═══ AVAILABLE DATA ═══

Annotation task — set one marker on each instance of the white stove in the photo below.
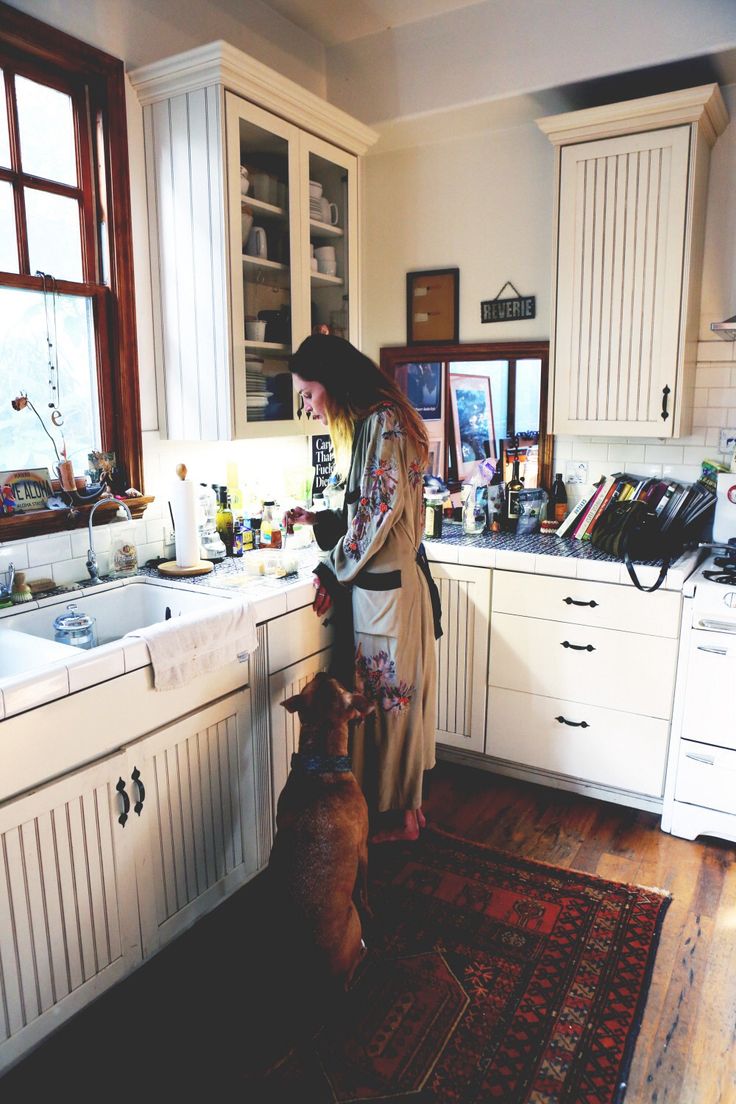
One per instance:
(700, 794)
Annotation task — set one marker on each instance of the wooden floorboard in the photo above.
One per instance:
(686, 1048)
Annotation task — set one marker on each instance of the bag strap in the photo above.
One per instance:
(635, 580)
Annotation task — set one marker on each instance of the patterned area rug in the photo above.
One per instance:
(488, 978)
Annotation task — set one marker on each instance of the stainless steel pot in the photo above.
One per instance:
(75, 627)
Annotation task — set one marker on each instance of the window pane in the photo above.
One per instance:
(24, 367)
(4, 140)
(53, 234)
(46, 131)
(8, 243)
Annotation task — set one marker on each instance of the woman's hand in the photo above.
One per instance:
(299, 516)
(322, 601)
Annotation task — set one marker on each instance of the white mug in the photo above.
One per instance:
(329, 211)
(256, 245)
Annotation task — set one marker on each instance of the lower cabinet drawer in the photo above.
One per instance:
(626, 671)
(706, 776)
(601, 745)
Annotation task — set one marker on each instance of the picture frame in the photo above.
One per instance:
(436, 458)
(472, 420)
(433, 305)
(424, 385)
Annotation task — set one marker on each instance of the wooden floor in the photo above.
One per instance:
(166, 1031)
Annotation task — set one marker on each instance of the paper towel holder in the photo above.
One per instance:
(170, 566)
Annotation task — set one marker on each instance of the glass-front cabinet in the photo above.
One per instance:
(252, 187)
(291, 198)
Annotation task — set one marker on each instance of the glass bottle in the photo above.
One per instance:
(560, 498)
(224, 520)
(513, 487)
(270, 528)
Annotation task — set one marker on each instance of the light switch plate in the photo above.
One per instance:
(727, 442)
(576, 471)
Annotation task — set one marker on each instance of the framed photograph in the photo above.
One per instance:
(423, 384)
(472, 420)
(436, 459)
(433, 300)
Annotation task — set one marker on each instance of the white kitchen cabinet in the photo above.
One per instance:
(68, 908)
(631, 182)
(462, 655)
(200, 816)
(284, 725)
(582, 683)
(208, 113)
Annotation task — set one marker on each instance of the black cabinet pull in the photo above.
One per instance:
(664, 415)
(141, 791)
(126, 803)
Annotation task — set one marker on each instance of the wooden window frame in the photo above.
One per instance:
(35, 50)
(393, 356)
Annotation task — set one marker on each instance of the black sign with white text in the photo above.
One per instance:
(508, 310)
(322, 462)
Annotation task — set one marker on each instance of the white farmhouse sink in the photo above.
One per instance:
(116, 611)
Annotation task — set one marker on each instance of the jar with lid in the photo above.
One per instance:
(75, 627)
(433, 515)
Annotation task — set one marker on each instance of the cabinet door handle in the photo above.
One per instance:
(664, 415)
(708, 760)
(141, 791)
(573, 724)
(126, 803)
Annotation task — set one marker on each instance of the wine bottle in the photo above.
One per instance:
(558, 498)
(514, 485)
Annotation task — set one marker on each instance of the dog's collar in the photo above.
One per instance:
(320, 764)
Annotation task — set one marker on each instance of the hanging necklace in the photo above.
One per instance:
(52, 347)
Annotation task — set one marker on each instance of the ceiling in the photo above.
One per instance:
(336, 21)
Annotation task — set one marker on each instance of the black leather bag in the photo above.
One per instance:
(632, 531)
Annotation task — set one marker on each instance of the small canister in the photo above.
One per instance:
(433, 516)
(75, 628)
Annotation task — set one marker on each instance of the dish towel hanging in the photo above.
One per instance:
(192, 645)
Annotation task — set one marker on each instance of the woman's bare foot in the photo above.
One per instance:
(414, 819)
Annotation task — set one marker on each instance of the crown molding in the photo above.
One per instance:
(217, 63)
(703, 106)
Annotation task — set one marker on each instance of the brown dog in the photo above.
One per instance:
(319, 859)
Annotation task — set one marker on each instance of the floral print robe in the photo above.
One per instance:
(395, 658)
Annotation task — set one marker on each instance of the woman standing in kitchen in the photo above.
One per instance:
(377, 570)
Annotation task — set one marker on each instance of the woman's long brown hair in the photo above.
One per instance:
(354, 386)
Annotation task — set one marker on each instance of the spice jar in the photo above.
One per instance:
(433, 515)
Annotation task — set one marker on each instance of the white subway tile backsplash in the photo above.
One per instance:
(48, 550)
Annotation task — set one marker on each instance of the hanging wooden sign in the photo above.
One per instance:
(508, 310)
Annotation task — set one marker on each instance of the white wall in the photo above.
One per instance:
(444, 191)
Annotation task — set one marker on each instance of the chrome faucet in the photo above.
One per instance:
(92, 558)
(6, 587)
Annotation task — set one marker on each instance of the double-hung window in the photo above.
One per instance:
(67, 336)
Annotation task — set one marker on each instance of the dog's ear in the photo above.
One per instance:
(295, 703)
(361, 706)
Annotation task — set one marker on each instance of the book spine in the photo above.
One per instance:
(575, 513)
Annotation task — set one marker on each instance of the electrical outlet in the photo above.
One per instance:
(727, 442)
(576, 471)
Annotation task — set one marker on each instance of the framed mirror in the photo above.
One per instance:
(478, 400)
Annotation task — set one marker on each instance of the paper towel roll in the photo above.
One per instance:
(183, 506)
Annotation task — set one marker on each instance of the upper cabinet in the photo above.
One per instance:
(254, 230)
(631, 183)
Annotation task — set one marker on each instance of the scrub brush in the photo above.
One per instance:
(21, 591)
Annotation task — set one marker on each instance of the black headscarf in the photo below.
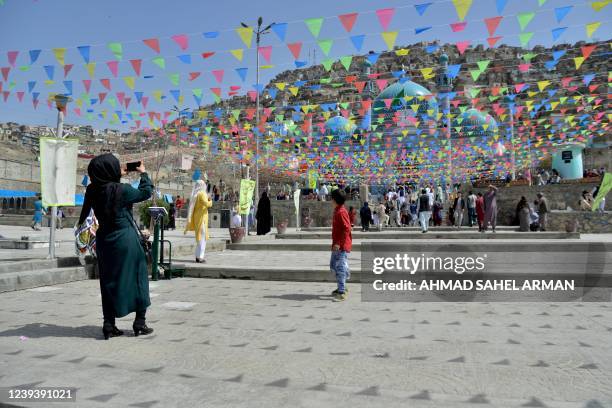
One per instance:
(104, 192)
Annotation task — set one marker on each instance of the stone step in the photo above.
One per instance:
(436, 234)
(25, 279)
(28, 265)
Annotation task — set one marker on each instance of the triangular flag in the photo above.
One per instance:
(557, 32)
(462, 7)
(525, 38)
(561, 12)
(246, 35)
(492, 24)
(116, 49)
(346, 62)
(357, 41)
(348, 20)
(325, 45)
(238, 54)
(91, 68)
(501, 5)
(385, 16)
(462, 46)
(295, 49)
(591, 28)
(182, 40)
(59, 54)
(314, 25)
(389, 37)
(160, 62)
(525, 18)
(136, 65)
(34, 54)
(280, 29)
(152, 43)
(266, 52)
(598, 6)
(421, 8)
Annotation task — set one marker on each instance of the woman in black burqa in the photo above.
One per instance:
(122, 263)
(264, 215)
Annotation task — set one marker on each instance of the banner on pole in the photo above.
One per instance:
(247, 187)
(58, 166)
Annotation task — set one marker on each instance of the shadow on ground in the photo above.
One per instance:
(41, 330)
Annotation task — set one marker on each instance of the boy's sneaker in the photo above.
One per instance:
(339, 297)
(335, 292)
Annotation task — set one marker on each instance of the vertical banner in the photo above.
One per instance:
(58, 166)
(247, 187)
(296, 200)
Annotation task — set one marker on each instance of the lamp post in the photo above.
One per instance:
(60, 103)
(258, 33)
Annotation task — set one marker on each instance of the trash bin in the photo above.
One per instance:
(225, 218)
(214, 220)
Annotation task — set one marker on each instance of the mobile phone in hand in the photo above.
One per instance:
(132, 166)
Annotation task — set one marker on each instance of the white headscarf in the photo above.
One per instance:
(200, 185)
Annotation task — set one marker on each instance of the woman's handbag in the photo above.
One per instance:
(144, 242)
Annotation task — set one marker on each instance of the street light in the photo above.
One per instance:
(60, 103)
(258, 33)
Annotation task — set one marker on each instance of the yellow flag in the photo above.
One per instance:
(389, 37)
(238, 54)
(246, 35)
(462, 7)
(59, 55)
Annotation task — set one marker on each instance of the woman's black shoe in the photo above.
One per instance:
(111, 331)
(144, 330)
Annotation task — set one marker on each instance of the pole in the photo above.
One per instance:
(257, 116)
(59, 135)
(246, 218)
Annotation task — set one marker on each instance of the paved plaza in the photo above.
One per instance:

═══

## TASK TO COMPLETE
Please reproduce the closing stretch of the records, from the line with "yellow flag in the photo above." through the last line, exactly as it stands.

## PROBLEM SOLUTION
Annotation task — set one marker on each instance of the yellow flag in the photo above.
One per instance:
(389, 37)
(238, 54)
(246, 35)
(462, 7)
(59, 55)
Annotation task — set one marker on each instance of the woman's black shoe in the photo above.
One per instance:
(111, 331)
(144, 330)
Annotation task — set one marker on each instance of the pole in the photo above.
One per instance:
(257, 116)
(59, 135)
(246, 218)
Annotation task — set one marker on each instance of the paved plaza in the photo above.
One per instance:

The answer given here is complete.